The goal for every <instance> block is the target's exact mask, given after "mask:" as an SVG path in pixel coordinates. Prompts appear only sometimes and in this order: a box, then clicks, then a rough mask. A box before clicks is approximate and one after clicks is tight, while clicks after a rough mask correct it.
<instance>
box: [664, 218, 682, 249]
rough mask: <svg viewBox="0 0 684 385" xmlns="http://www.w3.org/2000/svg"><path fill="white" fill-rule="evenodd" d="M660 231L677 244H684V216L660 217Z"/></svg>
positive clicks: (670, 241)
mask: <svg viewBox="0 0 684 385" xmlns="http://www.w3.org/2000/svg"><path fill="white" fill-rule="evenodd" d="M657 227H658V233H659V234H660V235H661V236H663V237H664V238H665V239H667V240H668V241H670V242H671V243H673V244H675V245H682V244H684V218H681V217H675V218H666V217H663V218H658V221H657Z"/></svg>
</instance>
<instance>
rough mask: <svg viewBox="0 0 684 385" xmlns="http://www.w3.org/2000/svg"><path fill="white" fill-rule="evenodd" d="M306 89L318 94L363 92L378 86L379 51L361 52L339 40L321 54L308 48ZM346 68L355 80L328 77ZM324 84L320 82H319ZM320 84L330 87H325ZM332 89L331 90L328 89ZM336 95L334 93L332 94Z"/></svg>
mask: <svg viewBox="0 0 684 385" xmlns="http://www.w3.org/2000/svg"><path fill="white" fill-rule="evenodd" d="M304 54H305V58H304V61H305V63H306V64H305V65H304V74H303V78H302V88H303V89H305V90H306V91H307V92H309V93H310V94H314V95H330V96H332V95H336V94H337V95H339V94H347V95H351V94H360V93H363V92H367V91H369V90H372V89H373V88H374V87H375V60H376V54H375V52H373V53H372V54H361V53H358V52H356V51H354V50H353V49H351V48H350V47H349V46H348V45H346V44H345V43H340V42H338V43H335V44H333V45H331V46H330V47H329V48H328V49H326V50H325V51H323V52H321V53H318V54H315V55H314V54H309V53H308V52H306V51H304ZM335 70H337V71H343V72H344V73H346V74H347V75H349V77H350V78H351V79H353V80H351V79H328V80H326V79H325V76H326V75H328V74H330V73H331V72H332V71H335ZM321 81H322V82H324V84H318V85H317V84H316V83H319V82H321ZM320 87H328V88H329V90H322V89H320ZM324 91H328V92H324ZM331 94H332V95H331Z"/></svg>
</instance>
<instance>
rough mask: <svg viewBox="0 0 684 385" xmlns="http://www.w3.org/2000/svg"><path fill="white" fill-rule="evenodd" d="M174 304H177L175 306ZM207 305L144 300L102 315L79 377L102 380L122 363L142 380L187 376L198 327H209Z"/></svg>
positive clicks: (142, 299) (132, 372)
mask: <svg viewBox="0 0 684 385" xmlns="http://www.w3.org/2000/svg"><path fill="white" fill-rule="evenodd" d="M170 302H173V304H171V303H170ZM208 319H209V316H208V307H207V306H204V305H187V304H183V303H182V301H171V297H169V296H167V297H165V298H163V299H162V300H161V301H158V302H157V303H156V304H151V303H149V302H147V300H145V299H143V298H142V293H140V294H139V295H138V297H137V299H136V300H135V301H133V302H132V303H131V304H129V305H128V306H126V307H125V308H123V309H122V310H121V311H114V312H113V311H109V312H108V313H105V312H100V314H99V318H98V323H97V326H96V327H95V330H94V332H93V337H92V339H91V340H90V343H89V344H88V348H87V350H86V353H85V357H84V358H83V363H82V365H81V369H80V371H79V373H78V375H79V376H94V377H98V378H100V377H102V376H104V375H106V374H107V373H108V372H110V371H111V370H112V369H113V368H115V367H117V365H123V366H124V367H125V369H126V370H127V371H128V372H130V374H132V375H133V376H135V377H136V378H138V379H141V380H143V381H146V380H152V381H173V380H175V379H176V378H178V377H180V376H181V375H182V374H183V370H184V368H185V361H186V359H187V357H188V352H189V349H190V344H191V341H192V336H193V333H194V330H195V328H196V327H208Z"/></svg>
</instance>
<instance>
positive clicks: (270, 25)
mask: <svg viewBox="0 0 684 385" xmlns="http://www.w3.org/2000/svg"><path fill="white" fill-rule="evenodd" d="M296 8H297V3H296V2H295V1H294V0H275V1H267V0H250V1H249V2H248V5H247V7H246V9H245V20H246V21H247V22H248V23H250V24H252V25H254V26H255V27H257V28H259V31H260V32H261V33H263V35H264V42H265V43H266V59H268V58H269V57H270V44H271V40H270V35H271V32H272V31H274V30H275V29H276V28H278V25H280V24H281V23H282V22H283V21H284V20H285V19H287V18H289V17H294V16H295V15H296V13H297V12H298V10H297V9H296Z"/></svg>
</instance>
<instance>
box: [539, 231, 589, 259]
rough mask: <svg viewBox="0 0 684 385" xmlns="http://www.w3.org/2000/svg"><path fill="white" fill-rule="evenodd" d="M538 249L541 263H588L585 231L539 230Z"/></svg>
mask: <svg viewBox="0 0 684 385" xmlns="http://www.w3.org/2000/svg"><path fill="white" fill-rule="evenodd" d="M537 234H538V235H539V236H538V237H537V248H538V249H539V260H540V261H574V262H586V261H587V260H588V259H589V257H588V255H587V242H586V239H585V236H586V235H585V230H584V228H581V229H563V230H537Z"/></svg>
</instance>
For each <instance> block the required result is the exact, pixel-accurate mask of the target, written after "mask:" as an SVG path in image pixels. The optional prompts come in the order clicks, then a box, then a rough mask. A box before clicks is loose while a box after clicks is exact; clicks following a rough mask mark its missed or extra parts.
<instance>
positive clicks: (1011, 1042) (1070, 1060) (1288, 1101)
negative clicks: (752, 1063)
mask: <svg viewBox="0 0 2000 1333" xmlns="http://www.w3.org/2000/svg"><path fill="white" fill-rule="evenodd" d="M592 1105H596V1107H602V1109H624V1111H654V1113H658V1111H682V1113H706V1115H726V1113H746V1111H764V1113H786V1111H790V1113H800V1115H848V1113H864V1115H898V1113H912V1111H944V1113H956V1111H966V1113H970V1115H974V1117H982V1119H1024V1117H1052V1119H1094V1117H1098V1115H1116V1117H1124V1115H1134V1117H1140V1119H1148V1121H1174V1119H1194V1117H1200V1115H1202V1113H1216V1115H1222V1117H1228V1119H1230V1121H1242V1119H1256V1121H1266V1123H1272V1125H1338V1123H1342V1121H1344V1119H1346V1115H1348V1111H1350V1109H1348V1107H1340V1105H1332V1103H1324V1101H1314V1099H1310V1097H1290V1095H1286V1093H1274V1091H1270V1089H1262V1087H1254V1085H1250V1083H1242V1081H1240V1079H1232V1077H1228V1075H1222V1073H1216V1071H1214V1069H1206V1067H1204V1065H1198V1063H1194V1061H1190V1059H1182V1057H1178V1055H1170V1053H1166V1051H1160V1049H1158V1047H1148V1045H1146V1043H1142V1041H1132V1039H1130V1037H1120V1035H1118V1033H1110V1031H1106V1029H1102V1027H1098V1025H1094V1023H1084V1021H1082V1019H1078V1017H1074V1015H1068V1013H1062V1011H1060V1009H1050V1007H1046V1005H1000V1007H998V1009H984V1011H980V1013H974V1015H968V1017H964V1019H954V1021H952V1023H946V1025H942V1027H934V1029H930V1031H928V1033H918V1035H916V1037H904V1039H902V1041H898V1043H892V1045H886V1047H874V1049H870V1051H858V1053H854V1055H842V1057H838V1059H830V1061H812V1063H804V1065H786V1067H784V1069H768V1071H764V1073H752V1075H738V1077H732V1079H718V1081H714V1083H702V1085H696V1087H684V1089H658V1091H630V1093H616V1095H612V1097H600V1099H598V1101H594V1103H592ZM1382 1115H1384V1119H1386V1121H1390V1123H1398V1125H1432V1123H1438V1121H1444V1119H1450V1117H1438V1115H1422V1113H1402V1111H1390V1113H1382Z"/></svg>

(Problem requirements) Return every record above. Copy each one exactly.

(Reply)
The goal for every <instance> block is the target's exact mask, given after "mask:" as an SVG path in pixel coordinates. Prompts appear only sometimes and in this order: a box, then clicks, then a rough mask. A box before clicks is approximate and one after clicks is tight, while clicks after a rough mask correct it.
<instance>
box: [664, 218, 682, 249]
rough mask: <svg viewBox="0 0 684 385" xmlns="http://www.w3.org/2000/svg"><path fill="white" fill-rule="evenodd" d="M660 231L677 244H684V216L660 217Z"/></svg>
positive clicks: (670, 241)
mask: <svg viewBox="0 0 684 385" xmlns="http://www.w3.org/2000/svg"><path fill="white" fill-rule="evenodd" d="M657 227H658V233H659V234H660V235H661V236H663V237H664V238H665V239H667V240H668V241H670V242H671V243H673V244H675V245H682V244H684V218H681V217H675V218H666V217H663V218H658V221H657Z"/></svg>
</instance>
<instance>
rough mask: <svg viewBox="0 0 684 385" xmlns="http://www.w3.org/2000/svg"><path fill="white" fill-rule="evenodd" d="M306 89L318 94L363 92L378 86L379 51L361 52L339 40L321 54L308 48ZM346 68L355 80L328 77ZM324 84L320 82H319ZM320 84L330 87H325ZM332 89L331 90L328 89ZM336 95L334 93L332 94Z"/></svg>
mask: <svg viewBox="0 0 684 385" xmlns="http://www.w3.org/2000/svg"><path fill="white" fill-rule="evenodd" d="M304 54H305V58H304V61H305V63H306V64H305V65H304V74H303V78H302V88H303V89H305V90H306V91H307V92H309V93H310V94H314V95H330V96H332V95H336V94H337V95H339V94H347V95H351V94H360V93H363V92H367V91H369V90H372V89H373V88H374V87H375V60H376V54H375V52H373V53H372V54H361V53H358V52H356V51H354V50H353V49H351V48H350V47H349V46H348V45H346V44H345V43H340V42H338V43H335V44H333V45H331V46H330V47H329V48H328V49H326V50H325V51H323V52H321V53H318V54H315V55H314V54H309V53H308V52H306V51H304ZM335 70H337V71H343V72H344V73H346V74H347V75H349V77H350V78H351V79H353V80H351V79H328V80H326V79H325V76H326V75H328V74H330V73H331V72H332V71H335ZM321 81H322V82H324V84H318V85H317V84H316V83H319V82H321ZM320 87H328V88H329V90H322V89H320ZM324 91H328V92H324ZM331 94H332V95H331Z"/></svg>
</instance>
<instance>
rough mask: <svg viewBox="0 0 684 385" xmlns="http://www.w3.org/2000/svg"><path fill="white" fill-rule="evenodd" d="M174 304H177L175 306ZM207 305L144 300L102 315L79 377L102 380L122 363L142 380L187 376L198 327H209Z"/></svg>
positive clicks: (142, 299) (132, 372)
mask: <svg viewBox="0 0 684 385" xmlns="http://www.w3.org/2000/svg"><path fill="white" fill-rule="evenodd" d="M170 302H173V304H171V303H170ZM208 319H209V316H208V307H207V306H204V305H187V304H183V303H182V301H171V297H169V296H167V297H165V298H163V299H162V300H161V301H158V302H157V303H156V304H151V303H149V302H147V300H145V299H143V298H142V293H140V294H139V295H138V297H137V299H136V300H135V301H133V302H132V303H131V304H129V305H128V306H126V307H125V308H123V309H122V310H121V311H114V312H113V311H109V312H108V313H105V312H100V314H99V318H98V323H97V326H96V327H95V330H94V332H93V337H92V339H91V340H90V343H89V344H88V348H87V350H86V353H85V357H84V358H83V363H82V365H81V369H80V371H79V373H78V375H79V376H94V377H98V378H100V377H102V376H104V375H106V374H107V373H108V372H110V371H111V370H112V369H113V368H115V367H117V365H123V366H124V367H125V369H126V370H127V371H128V372H130V374H132V375H133V376H135V377H136V378H138V379H141V380H143V381H146V380H152V381H173V380H175V379H176V378H178V377H180V376H181V375H182V374H183V370H184V368H185V361H186V359H187V357H188V352H189V349H190V344H191V341H192V336H193V333H194V330H195V328H196V327H208Z"/></svg>
</instance>
<instance>
positive clicks: (270, 25)
mask: <svg viewBox="0 0 684 385" xmlns="http://www.w3.org/2000/svg"><path fill="white" fill-rule="evenodd" d="M296 8H297V3H296V2H295V1H294V0H275V1H267V0H250V1H249V2H248V5H247V7H246V9H245V20H246V21H247V22H248V23H250V24H252V25H254V26H255V27H257V28H259V31H260V32H261V33H263V35H264V42H265V43H266V59H268V58H269V57H270V44H271V40H270V35H271V32H272V31H274V30H275V29H276V28H278V25H280V24H281V23H282V22H283V21H284V20H285V19H287V18H289V17H294V16H295V15H296V13H297V12H298V10H297V9H296Z"/></svg>
</instance>
<instance>
box: [539, 231, 589, 259]
rough mask: <svg viewBox="0 0 684 385" xmlns="http://www.w3.org/2000/svg"><path fill="white" fill-rule="evenodd" d="M538 249L541 263H588L585 231L539 230Z"/></svg>
mask: <svg viewBox="0 0 684 385" xmlns="http://www.w3.org/2000/svg"><path fill="white" fill-rule="evenodd" d="M537 234H538V235H539V236H538V237H537V248H538V249H539V260H540V261H574V262H586V261H587V260H588V259H589V257H588V255H587V242H586V239H585V236H586V235H585V230H584V228H581V229H563V230H537Z"/></svg>
</instance>
For each <instance> block the required result is the exact, pixel-accurate mask of the target, written after "mask:" as an SVG path in image pixels. The optional prompts come in the order clicks, then a box, then a rough mask. A box before clicks is loose while a box after clicks is exact; clicks following a rough mask mark its missed or extra parts.
<instance>
positive clicks: (1011, 1042) (1070, 1060) (1288, 1101)
negative clicks: (752, 1063)
mask: <svg viewBox="0 0 2000 1333" xmlns="http://www.w3.org/2000/svg"><path fill="white" fill-rule="evenodd" d="M592 1105H596V1107H602V1109H624V1111H654V1113H658V1111H682V1113H706V1115H726V1113H746V1111H764V1113H786V1111H790V1113H800V1115H848V1113H864V1115H898V1113H912V1111H944V1113H956V1111H966V1113H970V1115H974V1117H982V1119H1024V1117H1052V1119H1094V1117H1098V1115H1116V1117H1124V1115H1134V1117H1140V1119H1148V1121H1174V1119H1194V1117H1200V1115H1202V1113H1216V1115H1222V1117H1228V1119H1230V1121H1242V1119H1256V1121H1266V1123H1272V1125H1338V1123H1342V1121H1344V1119H1346V1115H1348V1111H1350V1109H1348V1107H1340V1105H1332V1103H1324V1101H1314V1099H1310V1097H1290V1095H1286V1093H1274V1091H1270V1089H1262V1087H1254V1085H1250V1083H1242V1081H1240V1079H1232V1077H1228V1075H1222V1073H1216V1071H1214V1069H1206V1067H1204V1065H1198V1063H1194V1061H1190V1059H1182V1057H1178V1055H1170V1053H1166V1051H1160V1049H1158V1047H1148V1045H1146V1043H1142V1041H1132V1039H1130V1037H1120V1035H1118V1033H1110V1031H1106V1029H1102V1027H1098V1025H1094V1023H1084V1021H1082V1019H1078V1017H1074V1015H1068V1013H1062V1011H1060V1009H1050V1007H1046V1005H1000V1007H998V1009H984V1011H980V1013H974V1015H968V1017H964V1019H954V1021H952V1023H946V1025H942V1027H934V1029H930V1031H928V1033H918V1035H916V1037H904V1039H902V1041H898V1043H892V1045H886V1047H874V1049H870V1051H858V1053H854V1055H842V1057H838V1059H830V1061H812V1063H804V1065H786V1067H784V1069H768V1071H764V1073H752V1075H738V1077H732V1079H718V1081H714V1083H702V1085H696V1087H684V1089H658V1091H630V1093H616V1095H612V1097H600V1099H598V1101H594V1103H592ZM1382 1115H1384V1119H1386V1121H1390V1123H1398V1125H1432V1123H1438V1121H1444V1119H1450V1117H1438V1115H1422V1113H1402V1111H1390V1113H1382Z"/></svg>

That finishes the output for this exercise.